- [Document passage]
++++++++

So then what is it? Why liberty? Why Sudbury? If it is not necessarily the only path to integration and success, then why choose it? And there are other questions, no less difficult. Education in the Sudbury model represents a liberal democratic agenda of a certain kind. There is still a need to deal with educational questions of this era—social and cultural complexity, screens, media and artificial intelligence, loneliness, the need for awareness of the problems of all of humanity such as global warming and whether we are truly dealing with the need for personal and social values ​​and meaning.
The process of learning is part of childhood, and childhood is life itself during the time when the child is being educated. For me, the question today is not what will come out of the child but how best to go through, spend and live this period—the period that begins at age 0 and ends more or less at age 18.
There is a very popular song in Israel that goes like this: "My uncle wanted to swim in order to float permanently. He learned to swim by talking with a well-known lifeguard. When he finally entered the sea, within seconds he was gone." On the other side of the continuum, there is my father who, as a child, was thrown into the icy waters of the Danube by his father so that he could learn to swim, as "what doesn't kill you makes you stronger." It seems to me that Sudbury's educational model chooses a different path of education, in which the adult enters the water that the child has chosen and accompanies him and by his side with a loving, examining and supervising gaze, but also allows him to decide whether or not to go deeper, at what temperature, and also to choose whether he now wants to float with pleasure, play, or enter the training regime of a world champion. In this way, the adult allows the child a space of feeling and empowerment and an experience of trial and error. The child and the adult team member choose their dance together patiently over time and without coercion or oppression.
I once wrote, and I think it is still true, that we in the Sudbury schools allow children to learn in a clear, joyful, respectful and profound way. In a way that respects their space and time about three important things in life: how not to be a victim, how not to become a tyrant and how to lift oneself by the hairs of one's head.
I have many heartwarming stories that have been shared with me by school graduates. At the same time, I believe that the most important things we can give our children are the trust in them and the joy of a childhood of freedom.
By their very nature, images are too narrow to contain reality, and yet to summarize my Sudbury perception: If we liken childhood to learning to swim, then, as I see it, this educational path allows learning to swim out of joy in a pool, river, lake or ocean that I as a child create and choose and with adults who enter the water with me with a smile at the pace and in the way I have chosen.
I have no idea what the outcome will be. Will I choose a different pool tomorrow? Will I become a bird on land and live in the desert? Or will I be the next Michael Phelps? At least I have learned to choose with joy and take responsibility that includes empowerment and love for my choice and respect for those who swim alongside me.

++++++++

- [Source data]
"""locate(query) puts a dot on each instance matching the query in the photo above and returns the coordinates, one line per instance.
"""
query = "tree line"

++++++++

- [Work to complete]
**1)** Translate this sentence from the passage on Sudbury education into Spanish: "The process of learning is part of childhood, and childhood is life itself during the time when the child is being educated."
**2)** From the passage on Sudbury education, write out word for word the stretch from "I once wrote, and" through "childhood of freedom.".

- [Written answers]
**1)** El proceso de aprendizaje es parte de la infancia, y la infancia es la vida misma durante el tiempo en que el niño está siendo educado.

**2)**
I once wrote, and I think it is still true, that we in the Sudbury schools allow children to learn in a clear, joyful, respectful and profound way. In a way that respects their space and time about three important things in life: how not to be a victim, how not to become a tyrant and how to lift oneself by the hairs of one's head.
I have many heartwarming stories that have been shared with me by school graduates. At the same time, I believe that the most important things we can give our children are the trust in them and the joy of a childhood of freedom.